* [Written instruction]:
Rewrite the data starting with the line that contains "target: **woman's face**" and going on through the line that contains "M 192 40 L 182", with "evenodd" replaced by "nonzero" and everything else left unchanged.

* [Record excerpts]:

########################################

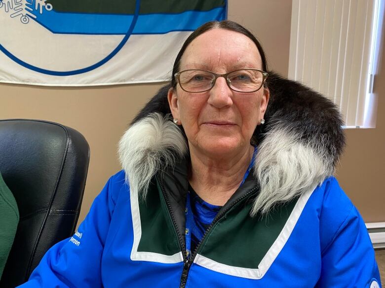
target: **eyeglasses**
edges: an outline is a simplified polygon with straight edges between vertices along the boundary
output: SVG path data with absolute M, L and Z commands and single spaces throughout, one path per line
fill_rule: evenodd
M 190 93 L 208 91 L 221 77 L 226 79 L 229 88 L 237 92 L 251 93 L 263 86 L 268 74 L 258 69 L 241 69 L 226 74 L 216 74 L 207 70 L 192 69 L 176 73 L 175 79 L 181 88 Z

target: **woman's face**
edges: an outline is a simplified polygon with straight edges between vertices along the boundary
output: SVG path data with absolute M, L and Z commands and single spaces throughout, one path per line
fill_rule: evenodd
M 192 40 L 182 57 L 180 71 L 201 69 L 224 74 L 243 68 L 262 69 L 255 44 L 240 33 L 216 29 Z M 173 117 L 183 127 L 190 150 L 220 157 L 249 147 L 264 118 L 269 92 L 263 87 L 251 93 L 233 91 L 221 77 L 209 91 L 190 93 L 178 84 L 168 96 Z

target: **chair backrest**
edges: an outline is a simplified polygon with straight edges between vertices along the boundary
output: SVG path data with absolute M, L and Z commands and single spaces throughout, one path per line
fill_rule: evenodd
M 0 171 L 20 214 L 0 287 L 27 281 L 45 252 L 74 233 L 89 160 L 88 144 L 74 129 L 47 121 L 0 120 Z

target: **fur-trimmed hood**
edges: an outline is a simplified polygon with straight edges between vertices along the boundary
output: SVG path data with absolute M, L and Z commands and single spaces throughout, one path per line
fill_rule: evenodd
M 345 139 L 335 105 L 300 84 L 270 72 L 265 124 L 254 132 L 254 167 L 260 191 L 251 214 L 265 213 L 332 175 Z M 131 192 L 145 192 L 159 169 L 188 154 L 183 128 L 175 125 L 162 87 L 132 121 L 119 143 L 119 156 Z

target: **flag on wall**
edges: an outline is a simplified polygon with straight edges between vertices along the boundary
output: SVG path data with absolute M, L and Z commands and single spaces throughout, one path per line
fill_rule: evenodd
M 226 13 L 227 0 L 0 0 L 0 82 L 167 81 L 191 32 Z

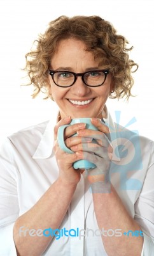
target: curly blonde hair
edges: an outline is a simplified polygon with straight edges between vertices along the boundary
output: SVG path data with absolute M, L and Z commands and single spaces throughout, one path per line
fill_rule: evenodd
M 127 48 L 129 42 L 126 38 L 117 35 L 112 24 L 100 17 L 60 16 L 49 23 L 44 35 L 40 35 L 38 40 L 34 41 L 35 49 L 25 55 L 25 70 L 30 78 L 29 84 L 35 86 L 33 97 L 43 88 L 48 93 L 50 60 L 56 52 L 59 42 L 69 38 L 84 42 L 87 50 L 92 52 L 95 58 L 99 58 L 106 68 L 109 68 L 115 86 L 114 93 L 111 92 L 109 95 L 111 98 L 125 97 L 128 99 L 132 96 L 130 91 L 134 79 L 131 73 L 137 70 L 138 65 L 129 60 L 127 52 L 133 47 Z

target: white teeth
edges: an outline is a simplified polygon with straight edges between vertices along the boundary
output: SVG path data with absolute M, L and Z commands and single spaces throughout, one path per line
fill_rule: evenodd
M 75 104 L 75 105 L 87 105 L 89 103 L 90 103 L 92 101 L 93 99 L 90 99 L 90 100 L 85 100 L 85 101 L 76 101 L 76 100 L 72 100 L 69 99 L 69 101 L 70 101 L 70 102 Z

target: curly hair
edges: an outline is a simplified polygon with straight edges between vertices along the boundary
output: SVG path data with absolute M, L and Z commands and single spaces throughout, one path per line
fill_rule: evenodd
M 114 93 L 110 93 L 110 98 L 125 97 L 128 99 L 132 96 L 130 91 L 134 79 L 131 74 L 137 70 L 138 65 L 129 59 L 127 52 L 133 47 L 127 48 L 129 42 L 126 38 L 117 35 L 113 25 L 99 16 L 71 18 L 60 16 L 49 23 L 45 33 L 34 41 L 35 49 L 25 55 L 25 70 L 30 78 L 29 85 L 32 84 L 35 86 L 33 97 L 43 88 L 46 90 L 50 97 L 50 60 L 56 52 L 59 42 L 69 38 L 83 42 L 87 50 L 92 52 L 95 58 L 99 58 L 104 68 L 109 68 L 115 86 Z

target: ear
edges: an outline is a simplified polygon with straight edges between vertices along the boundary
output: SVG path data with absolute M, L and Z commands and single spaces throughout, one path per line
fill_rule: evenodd
M 113 81 L 113 78 L 111 79 L 111 84 L 110 84 L 110 93 L 112 93 L 115 92 L 115 84 Z

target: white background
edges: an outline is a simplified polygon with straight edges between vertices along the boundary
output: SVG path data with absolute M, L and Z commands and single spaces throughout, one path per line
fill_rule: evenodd
M 109 100 L 107 106 L 115 119 L 121 111 L 125 125 L 135 116 L 129 129 L 154 140 L 153 4 L 153 0 L 1 0 L 0 2 L 0 143 L 18 130 L 52 118 L 57 109 L 43 97 L 31 99 L 31 86 L 21 70 L 25 54 L 48 22 L 60 15 L 99 15 L 110 21 L 134 45 L 131 58 L 139 68 L 134 74 L 129 103 Z

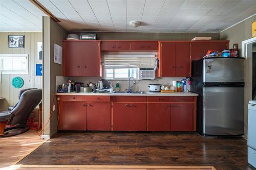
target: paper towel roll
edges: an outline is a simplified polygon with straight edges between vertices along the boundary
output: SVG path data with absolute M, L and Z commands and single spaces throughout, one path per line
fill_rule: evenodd
M 173 86 L 175 88 L 175 91 L 177 91 L 177 81 L 173 81 Z

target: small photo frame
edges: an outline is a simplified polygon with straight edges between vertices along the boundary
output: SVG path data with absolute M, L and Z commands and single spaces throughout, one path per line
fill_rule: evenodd
M 9 48 L 24 48 L 24 36 L 8 35 L 8 45 Z

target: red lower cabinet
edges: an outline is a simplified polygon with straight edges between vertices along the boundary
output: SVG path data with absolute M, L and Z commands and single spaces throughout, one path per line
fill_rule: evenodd
M 110 102 L 87 103 L 87 130 L 111 130 Z
M 129 111 L 130 130 L 143 131 L 146 130 L 146 104 L 132 104 Z
M 60 103 L 61 120 L 59 130 L 87 130 L 87 106 L 84 102 L 62 102 Z M 62 127 L 62 128 L 61 128 Z
M 147 130 L 169 131 L 170 104 L 150 103 L 147 105 Z
M 170 131 L 192 131 L 193 104 L 172 104 L 170 106 Z
M 112 130 L 145 131 L 146 104 L 113 103 Z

########################################

* [Response]:
target: **woman's face**
edges: an outline is a simplified polygon with straight edges between vertices along the boundary
output: SVG path data with absolute M, L and Z commands and single spaces throughout, one path per line
fill_rule: nonzero
M 192 40 L 182 57 L 180 71 L 201 69 L 224 74 L 243 68 L 262 69 L 255 44 L 240 33 L 216 29 Z M 173 117 L 183 127 L 190 150 L 220 157 L 249 147 L 264 118 L 269 92 L 263 87 L 251 93 L 233 91 L 221 77 L 209 91 L 190 93 L 178 84 L 168 96 Z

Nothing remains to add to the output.